Excerpts from a location annotation dataset:
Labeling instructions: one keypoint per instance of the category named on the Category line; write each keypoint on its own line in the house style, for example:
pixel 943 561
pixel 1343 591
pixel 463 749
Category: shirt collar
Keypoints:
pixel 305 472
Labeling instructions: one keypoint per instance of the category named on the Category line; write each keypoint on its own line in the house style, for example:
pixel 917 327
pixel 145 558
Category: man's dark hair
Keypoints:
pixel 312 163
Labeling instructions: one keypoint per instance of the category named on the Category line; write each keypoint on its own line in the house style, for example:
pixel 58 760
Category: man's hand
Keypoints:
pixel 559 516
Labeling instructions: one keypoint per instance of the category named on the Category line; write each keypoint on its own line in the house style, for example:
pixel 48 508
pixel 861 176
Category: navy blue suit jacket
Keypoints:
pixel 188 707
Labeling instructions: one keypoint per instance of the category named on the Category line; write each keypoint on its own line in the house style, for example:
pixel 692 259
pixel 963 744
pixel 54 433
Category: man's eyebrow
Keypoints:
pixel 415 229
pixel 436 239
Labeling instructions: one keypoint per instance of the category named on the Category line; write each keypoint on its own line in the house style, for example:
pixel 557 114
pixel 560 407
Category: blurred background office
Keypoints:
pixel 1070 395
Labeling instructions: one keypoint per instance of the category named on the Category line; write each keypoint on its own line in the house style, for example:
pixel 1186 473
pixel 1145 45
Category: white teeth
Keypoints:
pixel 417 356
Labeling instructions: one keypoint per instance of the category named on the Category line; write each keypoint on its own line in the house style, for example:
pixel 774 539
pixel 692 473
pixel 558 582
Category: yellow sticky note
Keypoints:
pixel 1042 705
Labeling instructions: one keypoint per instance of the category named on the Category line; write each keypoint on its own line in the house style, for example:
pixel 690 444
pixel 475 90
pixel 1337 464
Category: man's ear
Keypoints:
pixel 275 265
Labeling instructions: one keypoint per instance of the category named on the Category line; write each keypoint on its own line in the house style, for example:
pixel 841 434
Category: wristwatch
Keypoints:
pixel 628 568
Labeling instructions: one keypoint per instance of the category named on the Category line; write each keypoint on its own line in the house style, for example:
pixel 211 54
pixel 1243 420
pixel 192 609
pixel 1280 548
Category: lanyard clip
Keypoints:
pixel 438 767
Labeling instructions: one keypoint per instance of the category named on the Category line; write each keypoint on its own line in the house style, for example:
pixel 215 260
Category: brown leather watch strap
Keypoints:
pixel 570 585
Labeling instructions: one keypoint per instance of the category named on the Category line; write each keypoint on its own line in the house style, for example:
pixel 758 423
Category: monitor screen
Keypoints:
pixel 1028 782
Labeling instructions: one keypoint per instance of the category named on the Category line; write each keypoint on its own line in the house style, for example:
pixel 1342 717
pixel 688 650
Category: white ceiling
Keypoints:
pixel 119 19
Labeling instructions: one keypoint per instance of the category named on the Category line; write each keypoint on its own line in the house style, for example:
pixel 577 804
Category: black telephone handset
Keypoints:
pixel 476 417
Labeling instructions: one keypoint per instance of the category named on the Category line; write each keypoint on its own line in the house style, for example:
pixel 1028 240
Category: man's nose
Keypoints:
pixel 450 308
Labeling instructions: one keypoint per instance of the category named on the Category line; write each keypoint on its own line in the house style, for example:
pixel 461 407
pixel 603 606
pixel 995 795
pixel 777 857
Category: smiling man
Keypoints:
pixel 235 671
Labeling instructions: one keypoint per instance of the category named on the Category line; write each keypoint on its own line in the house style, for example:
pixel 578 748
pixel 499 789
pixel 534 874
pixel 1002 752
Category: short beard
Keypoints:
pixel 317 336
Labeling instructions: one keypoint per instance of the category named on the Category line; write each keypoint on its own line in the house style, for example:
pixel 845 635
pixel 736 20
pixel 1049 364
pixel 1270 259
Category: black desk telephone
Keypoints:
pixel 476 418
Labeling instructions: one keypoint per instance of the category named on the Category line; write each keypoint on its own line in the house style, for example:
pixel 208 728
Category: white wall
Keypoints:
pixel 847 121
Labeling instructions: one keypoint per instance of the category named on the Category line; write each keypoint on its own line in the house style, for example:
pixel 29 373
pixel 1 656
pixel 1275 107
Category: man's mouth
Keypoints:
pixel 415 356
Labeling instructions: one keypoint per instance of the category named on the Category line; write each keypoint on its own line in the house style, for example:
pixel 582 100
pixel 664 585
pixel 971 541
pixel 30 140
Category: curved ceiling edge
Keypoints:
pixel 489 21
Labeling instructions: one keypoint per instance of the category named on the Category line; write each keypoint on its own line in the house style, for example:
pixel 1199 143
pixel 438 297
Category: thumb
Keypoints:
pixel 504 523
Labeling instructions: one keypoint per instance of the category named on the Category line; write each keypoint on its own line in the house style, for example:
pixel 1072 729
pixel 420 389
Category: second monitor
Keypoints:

- [PROBLEM TO SOLVE] Return all of the material above word for word, keeping every line as it appears.

- [RIGHT ANSWER]
Labeling instructions: one keypoint per instance of the category named on the Category line; write each keypoint on its own line in the house style, for example:
pixel 943 561
pixel 1343 591
pixel 463 749
Category: shirt collar
Keypoints:
pixel 305 472
Labeling instructions: one keypoint per instance of the category named on the Category line; write each keypoint on its own line in the house style, for example:
pixel 917 327
pixel 145 558
Category: man's dark hair
Keypoints:
pixel 312 163
Labeling instructions: one keypoint per instance of the category named on the Category line; write each keypoint on its own line in the house style, for example:
pixel 58 760
Category: man's hand
Keypoints:
pixel 559 516
Labeling instructions: one keypoint per instance of the category named on the Category line; write each keypoint on its own line in the house style, for example:
pixel 48 508
pixel 861 176
Category: navy blue suit jacket
Keypoints:
pixel 188 707
Labeling instructions: one keypoint per instance of the category named on the Category line; write each keypoint on its own line in the house style, for example:
pixel 692 259
pixel 963 744
pixel 54 433
Category: man's eyebrow
Keypoints:
pixel 415 229
pixel 436 239
Labeling instructions: one keypoint per instance of the category named on the Category line; write each keypoint on its own line in the house style, for example:
pixel 557 114
pixel 560 407
Category: blurred background office
Keypoints:
pixel 1070 395
Labeling instructions: one keypoint per instance of the category named on the Category line; write each keypoint on its own line in the house style, for example:
pixel 1186 473
pixel 1145 45
Category: white teeth
Keypoints:
pixel 417 356
Labeling instructions: one keypoint per instance of the category named on the Category line; write each keypoint on its own line in the house style, for example:
pixel 774 539
pixel 692 473
pixel 558 582
Category: yellow sticky note
Keypoints:
pixel 1042 705
Labeling instructions: one keypoint per instance of the category named on the Category line; write each keypoint on its own line in the house style, for example:
pixel 690 444
pixel 475 90
pixel 1337 464
Category: man's ear
Keypoints:
pixel 275 265
Labeling instructions: one keypoint per instance of the category named on the Category line; write each keypoint on its own line in the house style, for example:
pixel 841 434
Category: wristwatch
Keypoints:
pixel 628 568
Labeling instructions: one keypoint per instance of the category named on the Category line; write each keypoint on its own line in the house style, for example:
pixel 211 54
pixel 1243 420
pixel 192 609
pixel 1280 548
Category: lanyard clip
Keypoints:
pixel 438 767
Labeling instructions: one keypoint per instance of the category named on the Category line; write each keypoint on its own line in the house style, for example:
pixel 215 260
Category: brown leather watch strap
Keypoints:
pixel 570 585
Labeling instructions: one keypoint per instance of the category named on the Category line; write each keypoint on its own line in the house style, for example:
pixel 758 423
Category: monitor screen
Keypoints:
pixel 1028 782
Labeling instructions: one keypoint per instance of the category named on the Category line; write each keypoint on its own line in the house style, for example:
pixel 1342 717
pixel 688 650
Category: white ceiling
Keypoints:
pixel 119 19
Labeling instructions: one keypoint per instance of the category named on the Category line; write each keypoint on its own line in the house style, for example:
pixel 577 804
Category: black telephone handset
Keypoints:
pixel 476 417
Labeling instructions: one keypoint per instance of the category named on the Category line; write each keypoint on its own line in the house style, for example:
pixel 1028 240
Category: man's nose
Keypoints:
pixel 450 308
Labeling instructions: one keypoint per instance of the category named on the Category line; write each keypoint on its own line in the house style, for example:
pixel 461 407
pixel 603 606
pixel 995 795
pixel 777 857
Category: smiling man
Keypoints:
pixel 235 671
Labeling instructions: one keypoint per instance of the category named on the Category line; write each keypoint on its own line in the house style, for example:
pixel 578 748
pixel 499 789
pixel 534 874
pixel 1002 752
Category: short beard
Keypoints:
pixel 317 336
Labeling instructions: one keypoint per instance of the category named on the Category line; write each keypoint on its own line in the house style, for example:
pixel 845 635
pixel 736 20
pixel 1049 364
pixel 1270 259
Category: black desk telephone
Keypoints:
pixel 476 418
Labeling instructions: one keypoint per instance of the category named on the Category line; write each keypoint on its own line in the house style, for example:
pixel 208 728
Category: white wall
Keypoints:
pixel 847 121
Labeling instructions: one keypoint per instance of the category named on the Category line; write each keypoint on its own line in the house style, for example:
pixel 29 373
pixel 1 656
pixel 1275 107
Category: man's mouth
Keypoints:
pixel 415 356
Labeling instructions: one keypoint per instance of the category named on the Category line; write each keypoint on its own line in the house style, for example:
pixel 582 100
pixel 664 585
pixel 971 541
pixel 30 140
Category: curved ceiling edge
Keypoints:
pixel 489 21
Labeling instructions: one keypoint per instance of the category named on the Category line; write each keypoint on its own line in the house style, for example:
pixel 1199 143
pixel 438 297
Category: thumb
Keypoints:
pixel 504 523
Labeling instructions: one keypoint per instance of the category named on the Category line; write each keypoint on its own line in the house style, for example:
pixel 1072 729
pixel 420 389
Category: second monitor
Keypoints:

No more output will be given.